▸ Text excerpt
/---

11. On that basis, the trial court arrived at the conclusion that in the absence of any evidence, oral or documentary, the chances are that whatever cash, clothes or ornaments were given at the time of marriage, was as per the prevailing customs in the community and it was not the result of any demand made by the appellant.
12. In so far as question Nos.2 and 3 are concerned, they were taken up together by the trial court. In the first instance, the trial court pointed out that though the complainant got the information about the death of Laxmi on 22nd May, 1993, he lodged delayed complaint on 26th May, 1993 i.e. four days thereafter. From the statement of PW-1 in the cross- examination that Laxmi was staying in her matrimonial house and visited her parental house 5-6 times alongwith her husband and even stayed there with her husband for some days and also from the admission of PW-1 that even they were visiting matrimonial house of Laxmi and had visited her house for 5-6 times within a span of six months, the trial court observed that it was an indication that the relationship of husband and wife was cordial and with mutual love towards each other. Even, PW-2 and PW-3 had admitted these facts in their cross-examination. The trial court further observed that when the giving of dowry on the demand of the accused persons was not established, it was not possible to believe that they were demanding the alleged remaining dowry amount of Rs.3,000/- and giving pinpricks to her for not fulfilling the said demand. According to the trial court, it was significant that PW-3 who is the natural mother of the deceased did not even state that Laxmi was being harassed for not bringing the balance dowry amount. She had rather admitted that her daughter was happy for the first three months and also accepted in her cross-examination that she had not told the Police about living peaceful life only for three months. She also admitted that she never told the Police about giving of dowry of Rs.2,000/- and demand of balance amount which remained unpaid. The trial court analysed the testimony of PW-4, PW-5 and PW-6 on this aspect and pointed out that the allegation of demand of dowry could not be proved from their testimony either. The discussion on this aspect is concluded in the following manner:
“(27) After the marriage during the period of 6 months it was not mentioned in the complaint that the accused have assaulted Lakshmamma physically and thrown out of the house nor stated the same before the court. Neither the villagers wherein the accused are residing nor their neighbors have given any evidence before the court about pinpricks meted out to her. As against which D.W.1 Ramakrishnappa, aged 56 years, said that, from the beginning till the death of Lakshamma the accused persons looked after here well and not given any pinpricks to her, he further told that on that day she came to well for washing the cloth and due to slip of her leg she fell in the well and he came to know about the same. In his cross-examination no other statement was given on behalf of prosecution.
(28) It is an arranged marriage in the presence of elders, in the event of giving any pinpricks about dowry harassment, this matter would have been brought to the notice of elders and convene a panchayath. But it never revealed anywhere about conveying the panchayath. Hence it is hereby seen that the accused or her husband had not given pinpricks either in the matter of dowry or in any other matter. It cannot be said that she has committed for the said reason. Hence I answer both the questions Negatively.”

\---

▸ Exercise tasks
1. Briefly restate the paragraph of the judgment excerpt that begins "11. On that basis," while keeping its main facts.
2. Return word for word the part of the judgment excerpt that starts at the words "11. On that" and ends after "by the appellant.".

▸ Data segment
/---

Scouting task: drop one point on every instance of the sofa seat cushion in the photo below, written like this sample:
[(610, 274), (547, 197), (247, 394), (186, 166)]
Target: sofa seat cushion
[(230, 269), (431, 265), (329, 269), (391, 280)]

\---

▸ Results of the exercise
1. Finding no oral or documentary evidence, the trial court concluded that any cash, clothes or ornaments given at the marriage were likely given under the community's prevailing customs, not because the appellant demanded them.

2.
11. On that basis, the trial court arrived at the conclusion that in the absence of any evidence, oral or documentary, the chances are that whatever cash, clothes or ornaments were given at the time of marriage, was as per the prevailing customs in the community and it was not the result of any demand made by the appellant.